Activity
Reproduce word for word the lines from the beginning of the entries to the line with "Practice step: find the interior", both included, but none of the pictures.

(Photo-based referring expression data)

BEGIN

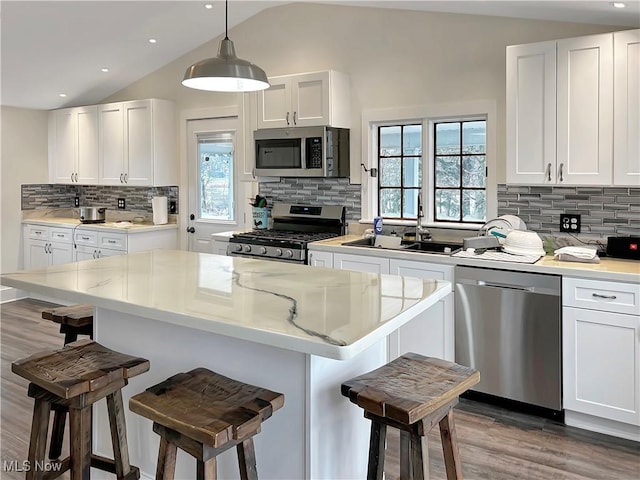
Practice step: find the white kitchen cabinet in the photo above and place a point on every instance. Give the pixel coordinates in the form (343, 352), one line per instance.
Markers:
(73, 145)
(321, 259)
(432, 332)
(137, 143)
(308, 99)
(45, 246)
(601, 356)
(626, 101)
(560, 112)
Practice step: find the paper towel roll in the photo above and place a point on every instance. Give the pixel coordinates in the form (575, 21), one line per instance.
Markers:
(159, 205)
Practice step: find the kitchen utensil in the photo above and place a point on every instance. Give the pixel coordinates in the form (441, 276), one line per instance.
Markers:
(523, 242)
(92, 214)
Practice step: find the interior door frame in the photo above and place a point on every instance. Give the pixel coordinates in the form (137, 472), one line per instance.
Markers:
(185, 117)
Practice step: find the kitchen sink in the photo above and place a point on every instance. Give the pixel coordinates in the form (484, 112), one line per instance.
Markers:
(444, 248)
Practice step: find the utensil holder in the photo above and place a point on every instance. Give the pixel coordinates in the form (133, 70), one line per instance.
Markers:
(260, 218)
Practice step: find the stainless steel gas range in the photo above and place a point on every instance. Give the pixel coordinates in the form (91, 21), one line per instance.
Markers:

END

Solution below
Practice step: find the white kitchen cabinet in the photo above and place a point on every instance. Give the pixel coordinates in the form (343, 352), one line per instance.
Markers:
(73, 145)
(321, 259)
(432, 332)
(137, 143)
(308, 99)
(45, 246)
(601, 356)
(626, 101)
(560, 112)
Practice step: find the paper towel roll in the photo above and place a point on every instance. Give the pixel coordinates in the form (575, 21), one line per instance.
Markers:
(159, 205)
Practice step: find the kitchen utensil in the photo above and place a point on every instance. Give the pixel coordinates in the form (441, 276), one line per instance.
Markers:
(523, 242)
(92, 214)
Practice step: find the interior door frame in the photo above and place a point on every instance. Give the pixel coordinates in the form (137, 472), one line per instance.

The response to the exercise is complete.